- **Written request**: Write every line of the rows below as a numbered list, leaving out any blank lines.

* Begin Data listing *

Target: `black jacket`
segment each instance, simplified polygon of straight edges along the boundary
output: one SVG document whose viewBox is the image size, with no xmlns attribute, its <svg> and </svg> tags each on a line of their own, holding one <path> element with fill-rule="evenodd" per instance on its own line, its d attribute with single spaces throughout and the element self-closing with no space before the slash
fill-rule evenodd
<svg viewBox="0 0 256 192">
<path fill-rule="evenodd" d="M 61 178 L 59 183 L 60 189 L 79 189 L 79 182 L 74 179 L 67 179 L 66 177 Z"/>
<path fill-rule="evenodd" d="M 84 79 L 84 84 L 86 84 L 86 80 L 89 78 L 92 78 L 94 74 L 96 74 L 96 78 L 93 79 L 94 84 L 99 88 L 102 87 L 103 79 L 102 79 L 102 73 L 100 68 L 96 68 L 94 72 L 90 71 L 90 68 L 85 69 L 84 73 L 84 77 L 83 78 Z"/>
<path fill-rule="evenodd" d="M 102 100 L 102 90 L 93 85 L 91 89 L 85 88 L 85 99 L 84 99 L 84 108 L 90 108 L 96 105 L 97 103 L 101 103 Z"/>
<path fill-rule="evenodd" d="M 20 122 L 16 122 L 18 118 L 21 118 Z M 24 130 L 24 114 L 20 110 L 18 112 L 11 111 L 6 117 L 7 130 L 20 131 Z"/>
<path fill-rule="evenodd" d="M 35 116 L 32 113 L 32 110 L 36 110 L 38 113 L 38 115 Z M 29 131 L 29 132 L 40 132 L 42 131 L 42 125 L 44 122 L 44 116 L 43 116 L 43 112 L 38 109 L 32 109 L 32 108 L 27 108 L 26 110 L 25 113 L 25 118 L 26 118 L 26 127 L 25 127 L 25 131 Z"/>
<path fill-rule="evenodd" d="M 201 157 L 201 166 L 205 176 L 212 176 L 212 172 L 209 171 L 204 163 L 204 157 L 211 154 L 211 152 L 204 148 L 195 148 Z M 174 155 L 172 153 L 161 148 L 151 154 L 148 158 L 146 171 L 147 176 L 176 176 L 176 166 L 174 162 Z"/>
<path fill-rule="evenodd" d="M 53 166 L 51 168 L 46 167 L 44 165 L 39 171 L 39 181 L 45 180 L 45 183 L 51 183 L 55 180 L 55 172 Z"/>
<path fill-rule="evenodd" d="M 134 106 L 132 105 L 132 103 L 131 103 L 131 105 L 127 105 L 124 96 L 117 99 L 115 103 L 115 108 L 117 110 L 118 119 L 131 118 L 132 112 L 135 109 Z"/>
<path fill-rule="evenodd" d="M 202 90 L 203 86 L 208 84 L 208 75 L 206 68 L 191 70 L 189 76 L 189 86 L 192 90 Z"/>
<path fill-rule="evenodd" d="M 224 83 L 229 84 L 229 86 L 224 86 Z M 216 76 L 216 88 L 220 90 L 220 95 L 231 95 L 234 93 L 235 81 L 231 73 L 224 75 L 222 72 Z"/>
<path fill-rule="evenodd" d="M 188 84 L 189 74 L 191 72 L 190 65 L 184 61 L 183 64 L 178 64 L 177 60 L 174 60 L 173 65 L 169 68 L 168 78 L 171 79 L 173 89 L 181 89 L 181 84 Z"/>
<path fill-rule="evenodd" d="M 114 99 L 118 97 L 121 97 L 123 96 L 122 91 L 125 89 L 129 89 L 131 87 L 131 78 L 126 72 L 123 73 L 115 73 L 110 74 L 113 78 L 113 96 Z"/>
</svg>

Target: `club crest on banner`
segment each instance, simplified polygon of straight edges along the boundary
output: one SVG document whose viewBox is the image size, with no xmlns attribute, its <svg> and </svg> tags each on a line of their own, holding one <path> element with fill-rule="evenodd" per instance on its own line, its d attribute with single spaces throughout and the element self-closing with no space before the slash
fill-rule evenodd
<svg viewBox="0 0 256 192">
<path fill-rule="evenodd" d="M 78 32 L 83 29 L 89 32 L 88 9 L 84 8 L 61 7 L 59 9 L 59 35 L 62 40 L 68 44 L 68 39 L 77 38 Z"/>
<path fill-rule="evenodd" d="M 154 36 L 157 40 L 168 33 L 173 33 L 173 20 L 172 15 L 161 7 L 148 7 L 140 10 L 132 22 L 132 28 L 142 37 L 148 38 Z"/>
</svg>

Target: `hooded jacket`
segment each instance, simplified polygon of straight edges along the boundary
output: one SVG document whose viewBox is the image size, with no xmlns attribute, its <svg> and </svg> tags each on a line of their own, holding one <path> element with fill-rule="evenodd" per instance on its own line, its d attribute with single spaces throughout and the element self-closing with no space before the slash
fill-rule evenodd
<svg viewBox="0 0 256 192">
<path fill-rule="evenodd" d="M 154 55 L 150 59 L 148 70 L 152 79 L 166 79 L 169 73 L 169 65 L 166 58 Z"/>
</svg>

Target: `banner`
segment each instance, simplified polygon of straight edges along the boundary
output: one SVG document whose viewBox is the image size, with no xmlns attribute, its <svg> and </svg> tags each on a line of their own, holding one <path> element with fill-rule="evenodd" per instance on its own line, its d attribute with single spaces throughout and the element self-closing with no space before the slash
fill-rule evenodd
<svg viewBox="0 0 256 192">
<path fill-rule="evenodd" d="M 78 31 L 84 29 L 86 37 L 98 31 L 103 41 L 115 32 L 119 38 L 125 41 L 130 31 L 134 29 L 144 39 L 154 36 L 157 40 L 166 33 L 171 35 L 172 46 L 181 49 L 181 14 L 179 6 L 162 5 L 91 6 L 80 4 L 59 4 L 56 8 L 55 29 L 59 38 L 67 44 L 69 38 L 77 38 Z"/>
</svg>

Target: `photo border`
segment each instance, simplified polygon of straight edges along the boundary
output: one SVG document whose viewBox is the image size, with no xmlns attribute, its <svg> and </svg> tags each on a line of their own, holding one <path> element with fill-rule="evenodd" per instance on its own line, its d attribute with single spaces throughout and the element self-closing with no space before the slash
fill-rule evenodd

* End Data listing *

- **Full answer**:
1. Target: `black jacket`
2. segment each instance, simplified polygon of straight edges along the boundary
3. output: one SVG document whose viewBox is the image size, with no xmlns attribute, its <svg> and </svg> tags each on a line of their own, holding one <path> element with fill-rule="evenodd" per instance on its own line, its d attribute with single spaces throughout and the element self-closing with no space before the slash
4. fill-rule evenodd
5. <svg viewBox="0 0 256 192">
6. <path fill-rule="evenodd" d="M 61 178 L 59 183 L 60 189 L 79 189 L 79 182 L 74 179 L 67 179 L 66 177 Z"/>
7. <path fill-rule="evenodd" d="M 84 79 L 84 84 L 86 84 L 86 80 L 89 78 L 92 78 L 94 74 L 96 74 L 96 78 L 93 79 L 94 84 L 99 88 L 102 87 L 103 79 L 102 79 L 102 73 L 100 68 L 96 68 L 94 72 L 90 71 L 90 68 L 85 69 L 84 73 L 84 77 L 83 78 Z"/>
8. <path fill-rule="evenodd" d="M 102 100 L 102 90 L 93 85 L 91 89 L 85 88 L 85 99 L 84 99 L 84 108 L 90 108 L 96 105 L 97 103 L 101 103 Z"/>
9. <path fill-rule="evenodd" d="M 20 122 L 16 122 L 18 118 L 21 118 Z M 24 130 L 24 114 L 20 110 L 18 112 L 11 111 L 6 117 L 7 130 L 20 131 Z"/>
10. <path fill-rule="evenodd" d="M 35 116 L 32 113 L 32 110 L 36 110 L 38 113 L 38 115 Z M 29 131 L 29 132 L 40 132 L 42 131 L 42 125 L 44 122 L 44 116 L 43 116 L 43 112 L 38 109 L 32 109 L 32 108 L 27 108 L 26 110 L 25 113 L 25 118 L 26 118 L 26 127 L 25 127 L 25 131 Z"/>
11. <path fill-rule="evenodd" d="M 201 157 L 201 166 L 205 176 L 212 176 L 212 172 L 209 171 L 204 163 L 204 157 L 211 154 L 211 152 L 204 148 L 195 148 Z M 174 155 L 172 153 L 161 148 L 151 154 L 148 158 L 146 171 L 147 176 L 176 176 L 176 166 L 174 162 Z"/>
12. <path fill-rule="evenodd" d="M 53 166 L 51 168 L 46 167 L 44 165 L 39 171 L 39 181 L 45 180 L 45 183 L 51 183 L 55 180 L 55 172 Z"/>
13. <path fill-rule="evenodd" d="M 134 106 L 132 105 L 132 103 L 131 103 L 131 105 L 127 105 L 124 96 L 117 99 L 115 103 L 115 108 L 117 110 L 118 119 L 131 118 L 132 112 L 135 109 Z"/>
14. <path fill-rule="evenodd" d="M 202 90 L 203 86 L 208 84 L 208 75 L 206 68 L 191 70 L 189 76 L 189 86 L 192 90 Z"/>
15. <path fill-rule="evenodd" d="M 224 83 L 229 84 L 229 86 L 224 86 Z M 216 76 L 216 88 L 220 90 L 220 95 L 231 95 L 234 93 L 235 81 L 231 73 L 224 75 L 222 72 Z"/>
16. <path fill-rule="evenodd" d="M 188 84 L 189 74 L 191 72 L 190 65 L 184 61 L 183 64 L 178 64 L 177 60 L 174 60 L 173 65 L 169 68 L 168 78 L 171 79 L 173 89 L 181 89 L 181 84 Z"/>
17. <path fill-rule="evenodd" d="M 114 99 L 118 97 L 121 97 L 123 96 L 122 91 L 125 89 L 129 89 L 131 87 L 131 78 L 126 72 L 123 73 L 115 73 L 110 74 L 113 78 L 113 96 Z"/>
18. </svg>
19. Target: `club crest on banner`
20. segment each instance, simplified polygon of straight edges along the boundary
21. output: one SVG document whose viewBox is the image size, with no xmlns attribute, its <svg> and </svg> tags each on a line of their own, holding one <path> element with fill-rule="evenodd" per instance on its own line, its d attribute with single spaces throughout and the element self-closing with no space before the slash
22. fill-rule evenodd
23. <svg viewBox="0 0 256 192">
24. <path fill-rule="evenodd" d="M 78 32 L 83 29 L 89 32 L 88 9 L 84 8 L 61 7 L 59 9 L 59 35 L 62 40 L 68 44 L 68 39 L 77 38 Z"/>
25. <path fill-rule="evenodd" d="M 154 36 L 157 40 L 168 33 L 173 33 L 173 20 L 172 15 L 161 7 L 148 7 L 140 10 L 132 22 L 132 28 L 142 37 L 148 38 Z"/>
26. </svg>
27. Target: `hooded jacket`
28. segment each instance, simplified polygon of straight edges along the boundary
29. output: one SVG document whose viewBox is the image size, with no xmlns attribute, its <svg> and </svg> tags each on a line of their own, holding one <path> element with fill-rule="evenodd" per instance on its own line, its d attribute with single spaces throughout and the element self-closing with no space before the slash
30. fill-rule evenodd
31. <svg viewBox="0 0 256 192">
32. <path fill-rule="evenodd" d="M 154 55 L 150 59 L 148 70 L 152 79 L 166 79 L 169 73 L 169 65 L 166 58 Z"/>
33. </svg>
34. Target: `banner`
35. segment each instance, simplified polygon of straight edges along the boundary
36. output: one SVG document whose viewBox is the image size, with no xmlns attribute, its <svg> and </svg> tags each on a line of their own, holding one <path> element with fill-rule="evenodd" per instance on its own line, its d attribute with single spaces throughout and the element self-closing with no space before the slash
37. fill-rule evenodd
38. <svg viewBox="0 0 256 192">
39. <path fill-rule="evenodd" d="M 78 31 L 84 29 L 86 37 L 98 31 L 103 41 L 115 32 L 119 38 L 125 41 L 130 31 L 134 29 L 144 39 L 154 36 L 157 40 L 166 33 L 171 35 L 172 46 L 181 49 L 181 14 L 179 6 L 162 5 L 91 6 L 80 4 L 59 4 L 56 8 L 55 29 L 59 38 L 67 44 L 69 38 L 77 38 Z"/>
40. </svg>
41. Target: `photo border`
42. segment each instance, simplified polygon of straight edges along the boundary
43. output: one SVG document whose viewBox is the image size, with no xmlns attribute, its <svg> and </svg> tags each on a line of their own, holding one <path> element with fill-rule="evenodd" per instance on its own line, its d attribute with single spaces throughout and the element self-closing with no space before the slash
44. fill-rule evenodd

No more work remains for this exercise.